Written problem
Which lines in the data contain the string "horn"? Copy every one of them.

== Dataset excerpts ==

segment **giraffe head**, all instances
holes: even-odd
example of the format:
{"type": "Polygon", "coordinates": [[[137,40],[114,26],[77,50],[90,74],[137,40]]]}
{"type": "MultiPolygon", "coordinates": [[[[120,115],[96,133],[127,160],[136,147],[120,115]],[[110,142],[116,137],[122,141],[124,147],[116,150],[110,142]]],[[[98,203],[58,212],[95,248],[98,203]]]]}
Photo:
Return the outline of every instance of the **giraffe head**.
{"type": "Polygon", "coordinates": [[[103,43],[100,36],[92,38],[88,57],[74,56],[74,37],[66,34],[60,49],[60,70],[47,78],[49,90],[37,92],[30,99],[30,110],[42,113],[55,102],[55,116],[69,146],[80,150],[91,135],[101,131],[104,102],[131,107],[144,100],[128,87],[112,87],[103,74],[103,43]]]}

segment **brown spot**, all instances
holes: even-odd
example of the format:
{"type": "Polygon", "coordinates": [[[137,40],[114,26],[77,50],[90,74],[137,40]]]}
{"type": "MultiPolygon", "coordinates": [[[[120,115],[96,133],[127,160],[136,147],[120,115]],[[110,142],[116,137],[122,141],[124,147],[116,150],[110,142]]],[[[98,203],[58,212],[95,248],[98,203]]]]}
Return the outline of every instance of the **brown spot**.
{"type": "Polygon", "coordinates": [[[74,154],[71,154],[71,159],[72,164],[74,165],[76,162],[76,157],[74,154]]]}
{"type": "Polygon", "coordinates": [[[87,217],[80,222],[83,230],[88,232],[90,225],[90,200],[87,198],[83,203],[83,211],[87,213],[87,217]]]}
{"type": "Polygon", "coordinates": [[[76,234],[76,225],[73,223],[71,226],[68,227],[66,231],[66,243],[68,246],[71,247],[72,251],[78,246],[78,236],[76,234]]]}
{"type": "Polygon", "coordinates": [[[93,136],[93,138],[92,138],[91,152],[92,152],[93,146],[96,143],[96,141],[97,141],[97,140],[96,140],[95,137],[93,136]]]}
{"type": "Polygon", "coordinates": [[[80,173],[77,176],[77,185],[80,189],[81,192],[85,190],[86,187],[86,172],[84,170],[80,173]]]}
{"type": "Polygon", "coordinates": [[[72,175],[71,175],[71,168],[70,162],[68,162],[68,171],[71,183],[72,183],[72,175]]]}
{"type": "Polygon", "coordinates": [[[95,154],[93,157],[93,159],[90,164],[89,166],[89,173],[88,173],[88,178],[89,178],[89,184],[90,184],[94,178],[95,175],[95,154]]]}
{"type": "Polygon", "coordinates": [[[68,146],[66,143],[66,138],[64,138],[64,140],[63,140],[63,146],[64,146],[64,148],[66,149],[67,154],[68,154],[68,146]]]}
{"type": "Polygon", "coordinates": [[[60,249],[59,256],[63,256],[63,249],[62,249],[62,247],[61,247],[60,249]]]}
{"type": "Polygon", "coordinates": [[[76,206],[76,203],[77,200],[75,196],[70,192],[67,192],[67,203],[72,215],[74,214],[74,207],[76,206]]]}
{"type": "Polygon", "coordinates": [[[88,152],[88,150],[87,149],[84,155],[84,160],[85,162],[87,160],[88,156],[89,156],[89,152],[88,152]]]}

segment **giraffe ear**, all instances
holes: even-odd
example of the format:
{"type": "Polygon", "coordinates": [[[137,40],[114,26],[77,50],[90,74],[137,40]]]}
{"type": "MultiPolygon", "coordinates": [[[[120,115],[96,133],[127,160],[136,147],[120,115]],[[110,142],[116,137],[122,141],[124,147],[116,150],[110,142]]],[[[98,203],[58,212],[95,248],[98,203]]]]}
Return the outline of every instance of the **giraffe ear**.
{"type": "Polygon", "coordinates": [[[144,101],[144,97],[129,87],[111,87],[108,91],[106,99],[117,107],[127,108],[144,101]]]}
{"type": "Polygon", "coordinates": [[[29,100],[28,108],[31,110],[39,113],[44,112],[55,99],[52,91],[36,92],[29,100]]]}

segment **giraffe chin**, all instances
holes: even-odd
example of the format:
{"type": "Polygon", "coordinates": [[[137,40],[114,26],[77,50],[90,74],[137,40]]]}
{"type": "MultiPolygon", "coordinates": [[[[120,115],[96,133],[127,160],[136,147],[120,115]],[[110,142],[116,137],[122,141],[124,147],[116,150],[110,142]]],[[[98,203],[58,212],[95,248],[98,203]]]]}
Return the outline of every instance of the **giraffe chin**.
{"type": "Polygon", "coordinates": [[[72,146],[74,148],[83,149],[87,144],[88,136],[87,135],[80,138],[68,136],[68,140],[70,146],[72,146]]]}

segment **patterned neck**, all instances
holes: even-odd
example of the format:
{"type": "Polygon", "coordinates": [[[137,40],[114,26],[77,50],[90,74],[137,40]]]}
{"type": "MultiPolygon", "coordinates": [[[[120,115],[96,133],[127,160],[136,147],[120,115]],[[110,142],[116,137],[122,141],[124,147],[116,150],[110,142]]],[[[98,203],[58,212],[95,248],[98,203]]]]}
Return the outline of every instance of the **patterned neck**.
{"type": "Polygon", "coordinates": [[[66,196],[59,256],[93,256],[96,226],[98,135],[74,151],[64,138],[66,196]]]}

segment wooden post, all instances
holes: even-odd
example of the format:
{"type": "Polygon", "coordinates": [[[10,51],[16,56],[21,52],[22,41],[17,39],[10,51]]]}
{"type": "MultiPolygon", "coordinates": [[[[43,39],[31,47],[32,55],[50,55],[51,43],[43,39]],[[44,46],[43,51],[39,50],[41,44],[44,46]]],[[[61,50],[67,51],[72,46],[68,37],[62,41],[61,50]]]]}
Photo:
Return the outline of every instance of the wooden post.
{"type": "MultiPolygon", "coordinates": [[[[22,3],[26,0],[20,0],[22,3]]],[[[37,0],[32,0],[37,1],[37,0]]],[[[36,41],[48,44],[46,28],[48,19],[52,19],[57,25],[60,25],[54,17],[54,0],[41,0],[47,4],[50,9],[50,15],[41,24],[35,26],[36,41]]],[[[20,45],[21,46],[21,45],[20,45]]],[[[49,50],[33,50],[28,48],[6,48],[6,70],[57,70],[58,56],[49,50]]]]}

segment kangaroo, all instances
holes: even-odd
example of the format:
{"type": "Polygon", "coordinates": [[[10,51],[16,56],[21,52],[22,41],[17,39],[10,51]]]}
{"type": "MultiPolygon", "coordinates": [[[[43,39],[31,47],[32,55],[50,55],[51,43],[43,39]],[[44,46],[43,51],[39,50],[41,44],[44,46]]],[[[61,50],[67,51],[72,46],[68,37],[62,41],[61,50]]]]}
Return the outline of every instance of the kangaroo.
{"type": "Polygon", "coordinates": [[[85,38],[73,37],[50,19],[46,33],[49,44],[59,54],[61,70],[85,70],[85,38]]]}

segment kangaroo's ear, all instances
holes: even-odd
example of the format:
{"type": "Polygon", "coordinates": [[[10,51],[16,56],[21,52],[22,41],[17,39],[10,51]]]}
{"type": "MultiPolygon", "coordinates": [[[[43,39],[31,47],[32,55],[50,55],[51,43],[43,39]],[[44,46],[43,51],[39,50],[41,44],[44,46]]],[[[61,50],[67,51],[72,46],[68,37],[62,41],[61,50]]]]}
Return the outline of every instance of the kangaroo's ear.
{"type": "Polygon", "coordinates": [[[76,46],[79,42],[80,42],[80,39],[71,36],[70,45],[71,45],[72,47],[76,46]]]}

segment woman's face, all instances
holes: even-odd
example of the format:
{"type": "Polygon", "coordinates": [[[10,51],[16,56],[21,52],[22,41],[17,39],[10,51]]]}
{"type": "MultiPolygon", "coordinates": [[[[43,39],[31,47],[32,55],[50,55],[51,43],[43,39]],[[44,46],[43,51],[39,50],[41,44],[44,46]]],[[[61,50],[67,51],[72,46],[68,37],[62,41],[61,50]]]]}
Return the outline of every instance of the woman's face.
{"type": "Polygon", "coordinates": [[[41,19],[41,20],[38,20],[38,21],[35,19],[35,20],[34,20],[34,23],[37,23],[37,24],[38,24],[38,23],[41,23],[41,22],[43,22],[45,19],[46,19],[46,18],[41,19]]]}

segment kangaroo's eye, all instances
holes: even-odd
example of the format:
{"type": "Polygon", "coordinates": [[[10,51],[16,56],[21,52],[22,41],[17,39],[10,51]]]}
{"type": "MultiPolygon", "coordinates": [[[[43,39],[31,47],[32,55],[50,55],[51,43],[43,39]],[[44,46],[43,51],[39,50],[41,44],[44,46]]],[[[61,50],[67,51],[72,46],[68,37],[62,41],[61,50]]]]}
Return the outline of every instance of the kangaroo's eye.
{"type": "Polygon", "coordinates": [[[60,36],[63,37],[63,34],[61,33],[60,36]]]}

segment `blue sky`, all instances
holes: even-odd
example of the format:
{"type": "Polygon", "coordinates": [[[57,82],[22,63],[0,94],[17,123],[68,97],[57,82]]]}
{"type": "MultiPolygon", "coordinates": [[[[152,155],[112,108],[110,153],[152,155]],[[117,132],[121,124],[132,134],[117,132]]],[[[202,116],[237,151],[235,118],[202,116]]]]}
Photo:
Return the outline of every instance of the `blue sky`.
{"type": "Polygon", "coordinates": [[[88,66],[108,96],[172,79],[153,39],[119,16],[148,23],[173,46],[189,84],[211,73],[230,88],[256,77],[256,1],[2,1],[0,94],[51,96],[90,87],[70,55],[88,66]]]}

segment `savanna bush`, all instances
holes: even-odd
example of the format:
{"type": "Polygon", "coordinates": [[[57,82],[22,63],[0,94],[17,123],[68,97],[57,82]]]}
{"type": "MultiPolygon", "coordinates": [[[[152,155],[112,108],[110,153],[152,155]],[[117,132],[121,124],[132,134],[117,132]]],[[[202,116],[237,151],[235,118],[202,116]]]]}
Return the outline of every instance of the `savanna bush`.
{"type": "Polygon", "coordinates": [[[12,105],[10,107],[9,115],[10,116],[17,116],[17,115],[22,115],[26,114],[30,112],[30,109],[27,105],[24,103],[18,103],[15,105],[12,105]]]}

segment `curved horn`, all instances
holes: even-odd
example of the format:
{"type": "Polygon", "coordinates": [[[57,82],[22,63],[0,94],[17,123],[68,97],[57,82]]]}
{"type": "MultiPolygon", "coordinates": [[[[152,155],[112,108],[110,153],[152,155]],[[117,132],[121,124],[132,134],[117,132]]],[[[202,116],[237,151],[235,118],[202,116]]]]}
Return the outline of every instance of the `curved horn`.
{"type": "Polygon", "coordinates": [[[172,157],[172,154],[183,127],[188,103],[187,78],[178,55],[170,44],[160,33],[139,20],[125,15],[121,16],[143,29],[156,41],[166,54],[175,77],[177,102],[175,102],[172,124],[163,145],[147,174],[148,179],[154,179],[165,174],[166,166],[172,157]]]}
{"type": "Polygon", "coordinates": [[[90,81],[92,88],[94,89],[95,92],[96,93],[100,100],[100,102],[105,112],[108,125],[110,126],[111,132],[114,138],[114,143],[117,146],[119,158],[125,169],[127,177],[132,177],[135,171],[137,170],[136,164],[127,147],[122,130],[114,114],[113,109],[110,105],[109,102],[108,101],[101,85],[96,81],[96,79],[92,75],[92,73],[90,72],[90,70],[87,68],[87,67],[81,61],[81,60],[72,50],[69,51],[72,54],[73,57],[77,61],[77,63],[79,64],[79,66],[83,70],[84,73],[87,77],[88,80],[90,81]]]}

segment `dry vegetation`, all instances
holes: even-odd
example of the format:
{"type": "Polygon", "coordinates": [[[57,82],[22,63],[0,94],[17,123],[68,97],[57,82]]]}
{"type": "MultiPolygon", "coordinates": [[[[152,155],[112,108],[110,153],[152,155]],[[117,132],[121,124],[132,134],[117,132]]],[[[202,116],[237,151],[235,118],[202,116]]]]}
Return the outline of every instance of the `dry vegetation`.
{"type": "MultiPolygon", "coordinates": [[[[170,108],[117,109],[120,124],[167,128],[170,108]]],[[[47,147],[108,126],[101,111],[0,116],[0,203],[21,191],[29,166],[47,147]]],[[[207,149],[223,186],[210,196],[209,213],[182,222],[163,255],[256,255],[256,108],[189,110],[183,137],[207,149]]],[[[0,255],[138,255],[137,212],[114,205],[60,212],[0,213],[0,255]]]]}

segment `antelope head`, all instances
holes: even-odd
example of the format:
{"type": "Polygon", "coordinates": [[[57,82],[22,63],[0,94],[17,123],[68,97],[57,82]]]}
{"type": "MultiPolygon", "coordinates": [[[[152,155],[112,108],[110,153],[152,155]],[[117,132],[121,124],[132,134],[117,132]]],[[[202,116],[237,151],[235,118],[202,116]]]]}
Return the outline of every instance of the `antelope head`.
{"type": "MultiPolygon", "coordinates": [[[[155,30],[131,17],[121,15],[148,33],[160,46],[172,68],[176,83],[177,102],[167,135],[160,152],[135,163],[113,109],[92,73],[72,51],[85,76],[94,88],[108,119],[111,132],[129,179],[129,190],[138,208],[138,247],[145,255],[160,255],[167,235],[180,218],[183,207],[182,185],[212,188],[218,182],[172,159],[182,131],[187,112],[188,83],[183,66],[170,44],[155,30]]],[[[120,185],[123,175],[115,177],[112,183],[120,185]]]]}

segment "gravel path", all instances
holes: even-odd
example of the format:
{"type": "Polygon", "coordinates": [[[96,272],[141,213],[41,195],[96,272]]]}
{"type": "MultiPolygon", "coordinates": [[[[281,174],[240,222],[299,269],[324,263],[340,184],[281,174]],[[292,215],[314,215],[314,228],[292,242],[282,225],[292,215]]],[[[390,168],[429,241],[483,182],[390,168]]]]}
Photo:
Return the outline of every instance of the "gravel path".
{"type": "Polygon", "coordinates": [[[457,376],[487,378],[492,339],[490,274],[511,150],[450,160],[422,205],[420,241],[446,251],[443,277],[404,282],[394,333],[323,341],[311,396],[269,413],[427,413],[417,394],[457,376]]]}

===

The solution
segment `curved horn`, all instances
Return the outline of every instance of the `curved horn`.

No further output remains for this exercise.